═══ EXCERPT PROVIDED
Now that the kids are back in school, and I’ve stopped celebrating my freedom, wiped my tears, I’m going to try to get back into the habit of writing everyday. One thing I’ve learned is that the more I write, the more I have to write about. The less I write, the more I stare at my computer and try to remember how in the Sam Hill I did this everyday. When we don’t use our gifts, they lie dormant. No good for anyone. (Thank you, dear friend, Susan Harp.) So, here is my attempt to use it, and hopefully along, the way make you laugh or feel all the feels or be reminded that life is good, and YOU matter.

My kids started a new adventure this year at St. George’s Episcopal School. Anna even started a new adventure taking ballet. Who would’ve thought that my girl who insisted on dressing like she was trying out for the NBA would decide she’s a dancer? Or John Henry would decide one day, “I want to learn the cello.” Then, there is Jett where every day is an adventure. So much to do, to explore, to learn, to grow. Kids just get it. But, sometimes, along the way, we grown-ups don’t get it anymore. We stop imagining ourselves doing something new. We stop imagining the life we really want to live. We stop imagining, we stop being thankful, and we stop living an adventure.

I started reading Mark Batterson’s new book, A Trip Around the Sun: Turning Your Everyday Life Into the Adventure of A Lifetime. Batterson writes, “Kids get adventure. Its innate. They live life free of worry, full of faith, and with their eyes peeled for the next big adventure. We should live with holy anticipation of what’s around the corner.” I began thinking about how God wants us to become like little children. When the disciples asked Jesus who is the greatest in the Kingdom of heaven, He called a child to Him and said, “Become like him.” Become like a child. Forgive like a child. Love like a child. Seek adventure like a child!
══════
═══ EXCERPTED DATA
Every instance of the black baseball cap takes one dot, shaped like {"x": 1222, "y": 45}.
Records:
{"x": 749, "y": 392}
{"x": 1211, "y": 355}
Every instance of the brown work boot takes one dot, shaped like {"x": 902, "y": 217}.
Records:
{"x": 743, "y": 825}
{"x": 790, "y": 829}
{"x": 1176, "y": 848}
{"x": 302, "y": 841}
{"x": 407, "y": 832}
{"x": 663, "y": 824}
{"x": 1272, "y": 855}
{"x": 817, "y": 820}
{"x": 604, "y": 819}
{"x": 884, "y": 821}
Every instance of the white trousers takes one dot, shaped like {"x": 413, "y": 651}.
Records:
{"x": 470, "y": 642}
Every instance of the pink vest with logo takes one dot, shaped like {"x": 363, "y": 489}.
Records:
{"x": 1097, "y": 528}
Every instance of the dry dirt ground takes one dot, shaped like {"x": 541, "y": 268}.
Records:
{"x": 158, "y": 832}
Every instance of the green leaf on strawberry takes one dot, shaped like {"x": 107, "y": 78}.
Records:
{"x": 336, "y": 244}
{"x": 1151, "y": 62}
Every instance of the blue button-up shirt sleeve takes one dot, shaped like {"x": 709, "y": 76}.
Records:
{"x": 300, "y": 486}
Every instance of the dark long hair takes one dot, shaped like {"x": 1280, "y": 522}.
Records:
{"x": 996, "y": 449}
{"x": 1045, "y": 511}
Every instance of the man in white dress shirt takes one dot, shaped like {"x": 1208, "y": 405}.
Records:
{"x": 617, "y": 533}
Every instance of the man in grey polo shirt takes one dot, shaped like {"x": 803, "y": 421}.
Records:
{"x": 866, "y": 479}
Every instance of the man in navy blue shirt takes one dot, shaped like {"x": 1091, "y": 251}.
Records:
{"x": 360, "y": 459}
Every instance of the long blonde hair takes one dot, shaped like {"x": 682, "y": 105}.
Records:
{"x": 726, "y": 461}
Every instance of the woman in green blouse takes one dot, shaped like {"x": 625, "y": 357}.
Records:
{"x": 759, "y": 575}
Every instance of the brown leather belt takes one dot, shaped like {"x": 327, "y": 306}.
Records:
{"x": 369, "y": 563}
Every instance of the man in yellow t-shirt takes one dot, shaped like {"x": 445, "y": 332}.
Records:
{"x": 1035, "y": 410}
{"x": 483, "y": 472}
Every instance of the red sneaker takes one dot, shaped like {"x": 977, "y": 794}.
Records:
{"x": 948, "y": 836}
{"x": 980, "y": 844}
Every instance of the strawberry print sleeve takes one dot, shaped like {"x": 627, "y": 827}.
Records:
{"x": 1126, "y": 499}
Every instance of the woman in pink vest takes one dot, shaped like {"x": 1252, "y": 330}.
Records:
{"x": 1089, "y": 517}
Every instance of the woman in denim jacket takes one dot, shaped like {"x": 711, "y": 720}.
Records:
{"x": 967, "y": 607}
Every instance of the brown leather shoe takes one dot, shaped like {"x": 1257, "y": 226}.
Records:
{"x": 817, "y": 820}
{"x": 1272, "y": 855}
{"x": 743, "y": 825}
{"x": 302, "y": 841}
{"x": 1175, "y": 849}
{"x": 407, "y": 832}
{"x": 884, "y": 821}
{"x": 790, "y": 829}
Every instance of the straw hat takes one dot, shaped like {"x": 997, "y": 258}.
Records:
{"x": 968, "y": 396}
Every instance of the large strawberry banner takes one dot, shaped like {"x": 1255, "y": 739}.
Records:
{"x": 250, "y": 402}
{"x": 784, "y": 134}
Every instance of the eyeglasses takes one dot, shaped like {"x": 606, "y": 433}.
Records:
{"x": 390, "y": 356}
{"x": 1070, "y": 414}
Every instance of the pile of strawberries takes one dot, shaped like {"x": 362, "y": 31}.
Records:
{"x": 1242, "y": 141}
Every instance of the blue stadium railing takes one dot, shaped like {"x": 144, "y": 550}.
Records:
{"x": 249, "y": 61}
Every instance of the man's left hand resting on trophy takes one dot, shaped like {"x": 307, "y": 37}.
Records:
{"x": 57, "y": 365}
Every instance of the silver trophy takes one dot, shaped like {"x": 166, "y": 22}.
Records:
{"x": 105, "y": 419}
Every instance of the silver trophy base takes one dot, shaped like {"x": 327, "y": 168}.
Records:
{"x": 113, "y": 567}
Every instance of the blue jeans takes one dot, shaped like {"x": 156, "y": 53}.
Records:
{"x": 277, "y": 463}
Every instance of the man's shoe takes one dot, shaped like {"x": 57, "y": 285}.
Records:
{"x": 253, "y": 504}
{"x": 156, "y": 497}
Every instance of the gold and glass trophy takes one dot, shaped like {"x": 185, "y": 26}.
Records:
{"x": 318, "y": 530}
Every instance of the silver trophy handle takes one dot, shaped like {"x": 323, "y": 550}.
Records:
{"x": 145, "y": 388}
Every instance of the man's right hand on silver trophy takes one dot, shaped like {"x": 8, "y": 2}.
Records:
══════
» **INSTRUCTIONS**
A - In the post, what instrument did John Henry decide he wanted to learn?
B - Rescale everything in the listing from the line containing "Every instance of the silver trophy handle" down to the end of the listing. Repeat every line, requests included, and multiply each answer coordinate by 1.6, rounding to whole numbers with halves rounded up, while leaving the sample coordinates in the requests unchanged.

» **ANSWERS FOR THE EXERCISE**
A - The cello.

B -
Every instance of the silver trophy handle takes one dot, shaped like {"x": 323, "y": 550}.
Records:
{"x": 232, "y": 621}
Every instance of the man's right hand on silver trophy takes one dot, shaped like {"x": 8, "y": 2}.
Records:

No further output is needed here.